• **Source passage**:

● ● ● ● ●

Two Fathers

This is a serious poetry forum not a "love-in". Post here for more detailed, constructive criticism.
Post Reply
Terreson
Posts: 42
Joined: Sun Jul 12, 2009 8:53 pm
antispam: no

Wed Jul 22, 2009 12:07 am

In a conversation thread Ros suggested I put out a science related poem. Here is a recent one standing just this side of getting dumped into the morgue file. All are invited to slash and burn it. One note of warning maybe. Anyone inclined to closed-form verse is bound to find this thing an ugly bastard child of poetry. And maybe it is.

Two Fathers

“There is no science, no wisdom,
life has been lost from the day one thing
became known.”
Antonin Artaud

Man, I’ve been beating my brains lately, sorely missing
places closer to where poetry’s head proceeds.
Okay, so the fault is mine. I have insisted
on getting taught the art of inseminating queens.
Grafting the major girl I got down. Anybody can
with right royal jelly, with feeling for right age larvae,
rightly manufactured swarm conditions in cell builder;
and the noon steadiness of practiced fingers
to scoop her soft larval self from bottom of six sided cup.

Beekeepers’ wives graft for queens all the time;
nurse bees, fooled, automatically feed, then seal
the soon to be virgin girls in pinnacle pendant homes.
Twelve days max. and the chewed through, emergent chorus line.

Damn right I want more.
It is an exacting art, this thing of I.I.
(instrumental insemination),
with no allowance under microscope for
approximate close-to-right-touch, still the near miss.
Either Queen Mellifera is sperm tooled rich or she is not.
She either oviduct accepts and passes sperm cell through and to
spermatheca or she will not
(in her story viability is determining).
My bad, of course, but right here a poet’s
lizard brain registers interstice home of Beauty.

● ● ● ● ●

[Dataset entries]
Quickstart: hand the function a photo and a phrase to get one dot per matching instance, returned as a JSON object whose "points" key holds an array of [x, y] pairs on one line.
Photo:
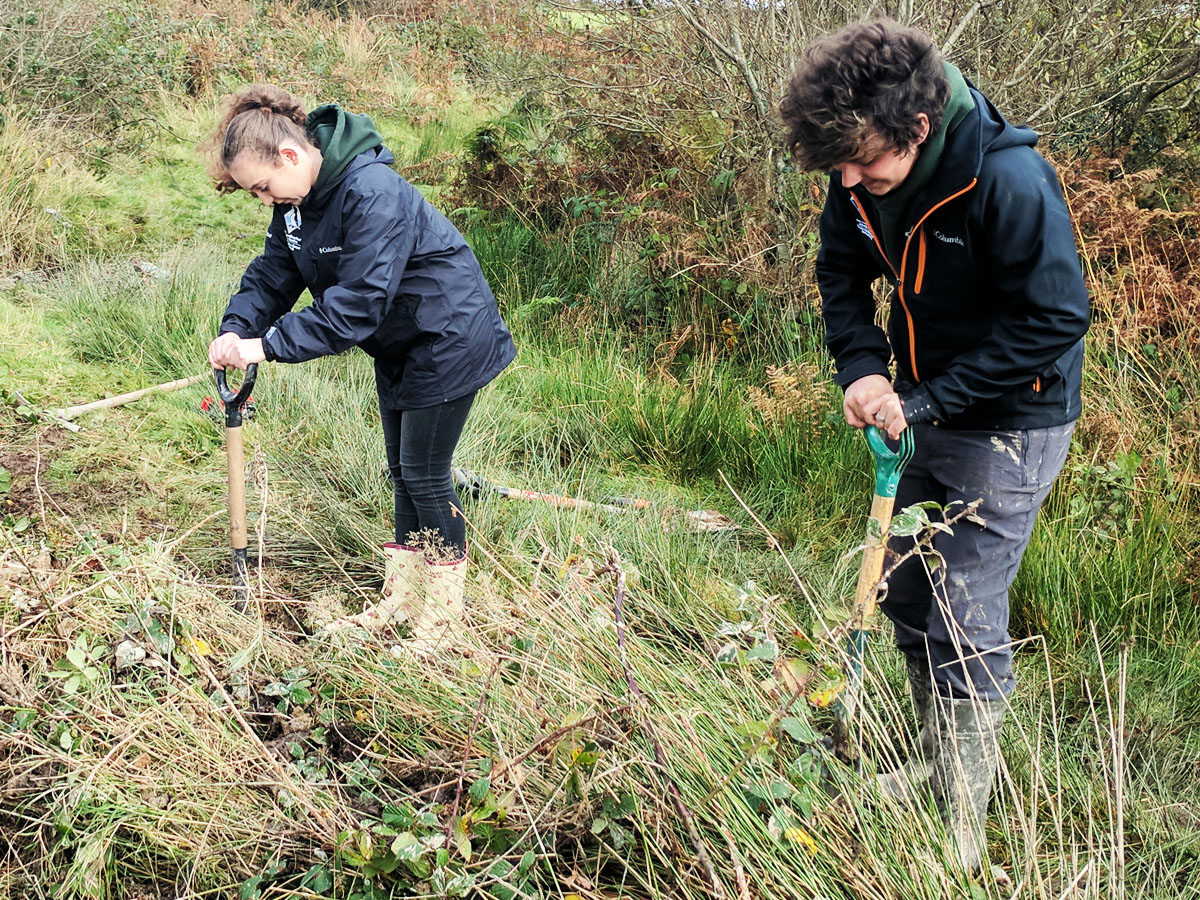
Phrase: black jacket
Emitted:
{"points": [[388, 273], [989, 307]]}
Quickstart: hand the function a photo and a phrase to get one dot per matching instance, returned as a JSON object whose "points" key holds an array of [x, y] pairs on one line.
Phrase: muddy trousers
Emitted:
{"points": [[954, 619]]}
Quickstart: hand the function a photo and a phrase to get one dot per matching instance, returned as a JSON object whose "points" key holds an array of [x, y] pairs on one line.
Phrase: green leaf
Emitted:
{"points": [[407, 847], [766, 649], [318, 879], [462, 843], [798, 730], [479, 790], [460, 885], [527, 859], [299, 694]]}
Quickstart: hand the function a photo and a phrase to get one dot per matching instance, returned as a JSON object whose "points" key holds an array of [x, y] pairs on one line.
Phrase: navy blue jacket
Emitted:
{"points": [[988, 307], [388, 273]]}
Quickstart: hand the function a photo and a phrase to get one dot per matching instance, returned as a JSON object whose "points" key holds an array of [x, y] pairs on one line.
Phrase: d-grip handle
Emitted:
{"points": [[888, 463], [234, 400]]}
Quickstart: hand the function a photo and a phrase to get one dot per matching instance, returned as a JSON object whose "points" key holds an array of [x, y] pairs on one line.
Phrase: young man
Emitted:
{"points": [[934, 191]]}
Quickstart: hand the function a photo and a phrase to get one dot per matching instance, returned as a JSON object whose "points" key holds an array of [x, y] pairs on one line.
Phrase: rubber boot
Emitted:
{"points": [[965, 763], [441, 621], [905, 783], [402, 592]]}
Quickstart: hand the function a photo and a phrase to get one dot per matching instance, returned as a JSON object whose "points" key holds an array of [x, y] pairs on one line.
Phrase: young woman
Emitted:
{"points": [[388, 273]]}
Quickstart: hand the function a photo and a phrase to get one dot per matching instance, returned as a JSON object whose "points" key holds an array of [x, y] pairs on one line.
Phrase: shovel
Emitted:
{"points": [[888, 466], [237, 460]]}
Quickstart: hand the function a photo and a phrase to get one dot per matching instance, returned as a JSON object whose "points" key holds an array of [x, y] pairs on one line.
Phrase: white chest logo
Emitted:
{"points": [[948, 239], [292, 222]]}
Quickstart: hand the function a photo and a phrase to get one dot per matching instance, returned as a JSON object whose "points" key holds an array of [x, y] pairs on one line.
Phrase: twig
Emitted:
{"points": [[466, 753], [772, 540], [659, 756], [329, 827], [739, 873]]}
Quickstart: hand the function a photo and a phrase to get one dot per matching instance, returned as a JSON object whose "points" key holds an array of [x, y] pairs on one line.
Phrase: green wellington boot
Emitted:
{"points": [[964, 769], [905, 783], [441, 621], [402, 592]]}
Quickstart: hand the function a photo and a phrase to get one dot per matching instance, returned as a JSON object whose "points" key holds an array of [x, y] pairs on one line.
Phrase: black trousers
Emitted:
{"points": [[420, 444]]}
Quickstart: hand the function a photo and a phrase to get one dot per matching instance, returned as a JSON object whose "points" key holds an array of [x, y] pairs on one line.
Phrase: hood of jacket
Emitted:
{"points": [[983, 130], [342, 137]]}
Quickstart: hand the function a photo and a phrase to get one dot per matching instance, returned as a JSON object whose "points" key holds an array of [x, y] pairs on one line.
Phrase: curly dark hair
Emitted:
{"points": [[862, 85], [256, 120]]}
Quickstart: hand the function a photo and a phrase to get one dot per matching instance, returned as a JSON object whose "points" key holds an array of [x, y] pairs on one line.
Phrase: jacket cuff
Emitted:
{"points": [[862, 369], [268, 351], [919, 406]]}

● ● ● ● ●

• **Work instruction 1**: In the forum post, what does "I.I." stand for?
• **Work instruction 2**: Return everything in the forum post from "Damn right I" down to "the near miss.".

• **Written solution 1**: Instrumental insemination.

• **Written solution 2**:
Damn right I want more.
It is an exacting art, this thing of I.I.
(instrumental insemination),
with no allowance under microscope for
approximate close-to-right-touch, still the near miss.